## TEXTE ÉTUDIÉ
Bande dessinéeComment faire de sa maladie un chef-d'œuvre
Jean-Christophe Chauzy raconte son enfer avant la greffe qui lui a sauvé la vie. C'est bouleversant, beau et passionnant.
- par
- Michel Pralong
Quand la BD est vraiment devenue populaire, au milieu du siècle dernier, on y lisait surtout des aventures de pirates, de cow-boys, de reporters ou de chevaliers. Ce qu'on a appelé les romans graphiques sont arrivés plus tard, avec des Tardi et des Comès. Et puis, certains se sont dits qu'on pouvait également parler de soi en BD.
Aujourd'hui, on ne compte plus les autobiographies, même de la part de jeunes auteurs qui débutent et qui n'ont pas forcément vécu grand-chose. La BD est également devenue le lieu de tous les témoignages: sur son homosexualité, sa grossesse, sa jeunesse en Syrie, au Liban, au Brésil, sur son harcèlement, son burn out ou ses addictions.
Une jeune autrice, interviewée par une télé française pour le dernier festival d'Angoulême disait que savoir dessiner n'était plus essentiel, c'était ce que l'on racontait qui comptait. Pourtant, dans BD, il y a «dessinée», et quand on le fait bien, ce n'est pas plus mal. Jean-Christophe Chauzy, lui, sait dessiner, et très très bien.
Un auteur au grand parcours
On lui doit depuis 35 ans quelques perles, dont «Un monde merveilleux», «Clara», «La guitare de Bo Diddley», «Le reste du monde» ou l'adaptation en BD de «L'été en pente douce», avec toujours un dessin extrêmement expressif. Et puis patatras, en 2020, on lui diagnostique une myélofibrose de niveau 3. Si on ne lui trouve pas un donneur pour une greffe de la moelle épinière rapidement, il risque une leucémie aiguë et la mort.

[Descriptions libres d'objets]
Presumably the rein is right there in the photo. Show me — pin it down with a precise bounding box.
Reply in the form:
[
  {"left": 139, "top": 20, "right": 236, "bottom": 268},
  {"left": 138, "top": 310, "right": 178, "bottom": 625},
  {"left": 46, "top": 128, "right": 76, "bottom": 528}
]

## TÂCHE ASSIGNÉE 1
D'après l'article sur Jean-Christophe Chauzy, quel diagnostic a-t-il reçu en 2020 ?
## TÂCHE ASSIGNÉE 2
Expliquez, en vous appuyant sur l'article consacré à Jean-Christophe Chauzy, pourquoi il fallait lui trouver rapidement un donneur.
## TÂCHE ASSIGNÉE 3
Reprenez la rédaction de l'article sur Jean-Christophe Chauzy et sa maladie à la suite de sa dernière phrase.
Ces enregistrements n'ont aucun lien avec le texte.

## RÉSULTAT 1
Une myélofibrose de niveau 3.

## RÉSULTAT 2
Sans greffe rapide, il risquait une leucémie aiguë et la mort.

## RÉSULTAT 3
On vous dévoile la fin: cela sera sa sœur la donneuse et Chauzy va s'en tirer, mais vous vous en doutiez, puisqu'il sort cet album. Bon nombre avant lui ont raconté ce genre d'épreuves terribles en BD. Mais ce n'est pas ce que fait Chauzy. Lui, c'est de sa maladie qu'il va faire une BD et ce n'est pas la même chose. Maîtrisant parfaitement son art, il va mettre en scène, avec les codes et les moyens du genre, son expérience. Sa traversée de la douleur devient une formidable expérience visuelle. Les pensées les plus noires qui le traversent se transforment en une écriture subtile et forte.
C'est toute la différence entre le récit autobiographique d'un auteur et celui d'un grand auteur. Nous n'avons pas là un récit de plus, un témoignage qui se rangera à côté de tant d'autres dans une bibliothèque: Sang neuf est un chef-d'œuvre, né de la douleur et de l'intelligence, plein d'humanité et de reconnaissance. Raison de plus de se réjouir que Chauzy s'en soit bien sorti pour nous avoir donné cet album. Et encore bien d'autres, on l'espère.